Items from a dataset
☆ ☆ ☆ ☆ ☆ ☆ ☆

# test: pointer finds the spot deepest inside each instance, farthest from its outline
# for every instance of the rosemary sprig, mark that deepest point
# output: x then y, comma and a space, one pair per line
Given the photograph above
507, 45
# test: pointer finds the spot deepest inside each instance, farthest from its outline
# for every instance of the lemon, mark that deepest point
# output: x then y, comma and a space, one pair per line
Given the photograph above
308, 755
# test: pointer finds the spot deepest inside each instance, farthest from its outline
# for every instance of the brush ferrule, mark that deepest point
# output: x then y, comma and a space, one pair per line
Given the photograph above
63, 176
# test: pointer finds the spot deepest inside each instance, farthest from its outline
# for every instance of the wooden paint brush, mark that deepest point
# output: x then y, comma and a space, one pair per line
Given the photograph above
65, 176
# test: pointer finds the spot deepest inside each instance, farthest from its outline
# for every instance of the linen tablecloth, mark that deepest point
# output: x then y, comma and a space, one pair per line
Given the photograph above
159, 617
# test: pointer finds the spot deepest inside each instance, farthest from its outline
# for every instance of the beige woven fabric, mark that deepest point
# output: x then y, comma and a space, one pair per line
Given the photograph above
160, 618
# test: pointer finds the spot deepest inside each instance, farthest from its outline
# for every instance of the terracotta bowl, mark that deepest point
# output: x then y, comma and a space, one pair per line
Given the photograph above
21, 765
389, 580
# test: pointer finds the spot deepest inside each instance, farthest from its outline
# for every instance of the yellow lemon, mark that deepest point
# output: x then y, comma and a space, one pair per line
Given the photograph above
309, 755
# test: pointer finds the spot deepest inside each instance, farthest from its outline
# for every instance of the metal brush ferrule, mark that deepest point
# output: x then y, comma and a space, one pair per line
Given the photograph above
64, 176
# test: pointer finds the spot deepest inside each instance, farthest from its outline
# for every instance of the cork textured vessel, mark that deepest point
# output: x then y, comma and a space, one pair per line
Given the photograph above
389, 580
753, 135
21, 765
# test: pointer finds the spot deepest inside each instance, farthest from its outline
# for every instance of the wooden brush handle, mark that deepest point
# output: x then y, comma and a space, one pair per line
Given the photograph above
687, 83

☆ ☆ ☆ ☆ ☆ ☆ ☆

- [EXERCISE INSTRUCTIONS]: Using only the data above, copy out the lines that include the word "every".

- [REPLY]:
# for every instance of the rosemary sprig, mark that deepest point
# for every instance of the lemon, mark that deepest point
# for every instance of the brush ferrule, mark that deepest point
# for every instance of the wooden paint brush, mark that deepest point
# for every instance of the linen tablecloth, mark that deepest point
# for every instance of the beige woven fabric, mark that deepest point
# for every instance of the terracotta bowl, mark that deepest point
# for every instance of the yellow lemon, mark that deepest point
# for every instance of the metal brush ferrule, mark that deepest point
# for every instance of the cork textured vessel, mark that deepest point
# for every instance of the wooden brush handle, mark that deepest point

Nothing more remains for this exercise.